++++ MATERIAL FOR THE TASK ++++
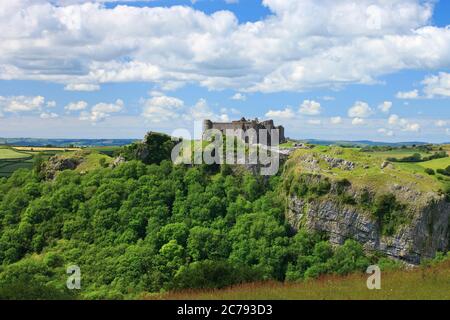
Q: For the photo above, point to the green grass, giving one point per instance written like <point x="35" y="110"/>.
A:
<point x="109" y="151"/>
<point x="7" y="153"/>
<point x="436" y="164"/>
<point x="423" y="283"/>
<point x="92" y="162"/>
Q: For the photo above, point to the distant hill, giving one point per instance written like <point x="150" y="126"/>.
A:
<point x="65" y="142"/>
<point x="121" y="142"/>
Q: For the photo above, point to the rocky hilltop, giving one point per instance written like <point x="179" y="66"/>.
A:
<point x="387" y="207"/>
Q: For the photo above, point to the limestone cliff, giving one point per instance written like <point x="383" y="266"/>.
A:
<point x="423" y="231"/>
<point x="422" y="238"/>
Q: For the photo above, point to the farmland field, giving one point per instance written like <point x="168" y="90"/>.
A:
<point x="436" y="164"/>
<point x="12" y="158"/>
<point x="6" y="153"/>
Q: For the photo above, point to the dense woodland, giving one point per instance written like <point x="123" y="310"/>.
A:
<point x="144" y="228"/>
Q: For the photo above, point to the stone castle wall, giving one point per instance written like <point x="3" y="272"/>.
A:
<point x="245" y="125"/>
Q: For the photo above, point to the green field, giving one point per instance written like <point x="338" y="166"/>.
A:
<point x="7" y="154"/>
<point x="12" y="159"/>
<point x="424" y="283"/>
<point x="436" y="164"/>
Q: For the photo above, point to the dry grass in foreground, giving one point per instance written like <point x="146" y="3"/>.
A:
<point x="424" y="283"/>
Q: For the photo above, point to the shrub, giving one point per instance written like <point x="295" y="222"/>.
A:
<point x="209" y="274"/>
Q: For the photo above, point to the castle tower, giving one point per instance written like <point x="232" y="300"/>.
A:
<point x="207" y="125"/>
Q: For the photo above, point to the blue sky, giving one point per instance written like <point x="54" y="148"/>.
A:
<point x="329" y="70"/>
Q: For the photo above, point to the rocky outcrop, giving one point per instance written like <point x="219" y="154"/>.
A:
<point x="339" y="163"/>
<point x="422" y="238"/>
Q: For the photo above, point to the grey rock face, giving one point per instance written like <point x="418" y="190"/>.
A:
<point x="117" y="161"/>
<point x="427" y="234"/>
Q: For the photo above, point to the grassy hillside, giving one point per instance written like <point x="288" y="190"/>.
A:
<point x="424" y="283"/>
<point x="367" y="172"/>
++++
> **WORK ORDER**
Print each of the records above exactly as written, leaving no picture in the copy.

> **YOUR RESPONSE**
Q: For the photo above, point to the green grass, giving one point per instance written like <point x="35" y="110"/>.
A:
<point x="109" y="151"/>
<point x="7" y="153"/>
<point x="436" y="164"/>
<point x="423" y="283"/>
<point x="92" y="162"/>
Q: For the photo above, point to the distant hill, giving one point per instance written like <point x="150" y="126"/>.
A:
<point x="65" y="142"/>
<point x="121" y="142"/>
Q: For the photo above, point to the rocky hilltop, giving one point per instance written like <point x="179" y="66"/>.
A:
<point x="387" y="207"/>
Q: For the photo above, point to the limestone cliff, giving one point per instance written like <point x="383" y="266"/>.
A:
<point x="423" y="231"/>
<point x="422" y="238"/>
Q: For the photo above, point to the farmland field, giving one point per instance written like <point x="168" y="90"/>.
A:
<point x="436" y="164"/>
<point x="12" y="158"/>
<point x="6" y="153"/>
Q: For the photo above, point to the dense woodland, giving one point per instance written like <point x="123" y="310"/>.
A:
<point x="144" y="228"/>
Q: For the photo above, point to the stone castle wall, giving one point per instance written like <point x="3" y="272"/>.
A:
<point x="245" y="125"/>
Q: For the photo above, point to the green field, giving one point per instance written like <point x="338" y="166"/>.
A:
<point x="7" y="154"/>
<point x="12" y="159"/>
<point x="424" y="283"/>
<point x="436" y="164"/>
Q: For the photo above, point to the dry grass in foreground, giving one point per instance written like <point x="146" y="3"/>.
A:
<point x="424" y="283"/>
Q: For the photo above, point to the shrub, giving one point per instance written like <point x="295" y="222"/>.
A:
<point x="209" y="274"/>
Q: For the photo above, point to the castle tower, giving one point per instance written like <point x="232" y="300"/>.
A:
<point x="207" y="125"/>
Q: For the photo above, point to the blue sky, giving one point per instance written like <point x="54" y="148"/>.
A:
<point x="329" y="70"/>
Q: For the photo above, point to the rocky outcrop, giving one point per instance written like <point x="219" y="154"/>.
A:
<point x="339" y="163"/>
<point x="422" y="238"/>
Q: For the photo above, point to the grey rock face, giving one point per instance written like <point x="418" y="190"/>.
A:
<point x="117" y="161"/>
<point x="427" y="234"/>
Q: For the photo above, point to the grassy hillside, giving one point per instance written like <point x="288" y="190"/>.
A:
<point x="424" y="283"/>
<point x="367" y="172"/>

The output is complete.